WHAT NEEDS TO BE DONE: Could you rewrite the part of the items below that opens with the line containing "[spot] the floor" and runs to the end of the items, with the requests included, and adjust every coordinate in the answers by adding -48 to each number? Give only those lines.

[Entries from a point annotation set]
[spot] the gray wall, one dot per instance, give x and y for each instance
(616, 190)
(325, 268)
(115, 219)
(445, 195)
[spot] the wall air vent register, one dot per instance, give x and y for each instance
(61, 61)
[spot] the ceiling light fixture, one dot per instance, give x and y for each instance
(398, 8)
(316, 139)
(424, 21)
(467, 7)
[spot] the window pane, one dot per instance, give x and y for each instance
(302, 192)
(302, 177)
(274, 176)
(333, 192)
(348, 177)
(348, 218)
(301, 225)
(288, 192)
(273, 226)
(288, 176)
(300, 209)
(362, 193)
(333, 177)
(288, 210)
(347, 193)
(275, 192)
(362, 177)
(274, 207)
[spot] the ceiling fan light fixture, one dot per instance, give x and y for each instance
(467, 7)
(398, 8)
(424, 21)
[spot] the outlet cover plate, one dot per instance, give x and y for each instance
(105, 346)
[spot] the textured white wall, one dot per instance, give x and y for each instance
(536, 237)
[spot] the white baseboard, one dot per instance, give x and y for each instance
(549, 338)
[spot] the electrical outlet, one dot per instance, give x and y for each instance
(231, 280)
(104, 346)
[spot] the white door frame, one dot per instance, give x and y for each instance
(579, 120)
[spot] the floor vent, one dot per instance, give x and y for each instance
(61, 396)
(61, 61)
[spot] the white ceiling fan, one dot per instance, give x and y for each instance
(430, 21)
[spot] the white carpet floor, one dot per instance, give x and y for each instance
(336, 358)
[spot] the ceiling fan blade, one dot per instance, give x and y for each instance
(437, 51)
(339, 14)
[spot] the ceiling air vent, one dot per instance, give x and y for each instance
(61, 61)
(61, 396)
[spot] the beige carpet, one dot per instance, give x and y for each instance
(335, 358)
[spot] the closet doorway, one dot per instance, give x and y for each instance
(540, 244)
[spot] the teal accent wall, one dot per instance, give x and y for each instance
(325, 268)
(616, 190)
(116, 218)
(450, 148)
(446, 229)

SOLUTION FOR THIS PROBLEM:
[spot] the floor vent, one dot per instance, give x and y for each instance
(13, 348)
(13, 13)
[spot] the white ceiling fan, one dot per instance, give x and y for each instance
(382, -27)
[spot] the white carpet floor, one dot per instance, give x and y for each instance
(288, 310)
[spot] the ceiling fan blade, one dot per instance, give x and y for each instance
(389, 3)
(291, -34)
[spot] the ceiling air vent, one dot per instance, give x and y for each instance
(13, 13)
(13, 348)
[spot] the beige carpet, one dot per instance, give x and y for each instance
(287, 310)
[spot] the closet doorway, one dot per instance, give x and y for each instance
(492, 196)
[spot] the teal accent wall, one dot per instance, give x and y for each instance
(277, 220)
(568, 142)
(68, 170)
(402, 100)
(398, 181)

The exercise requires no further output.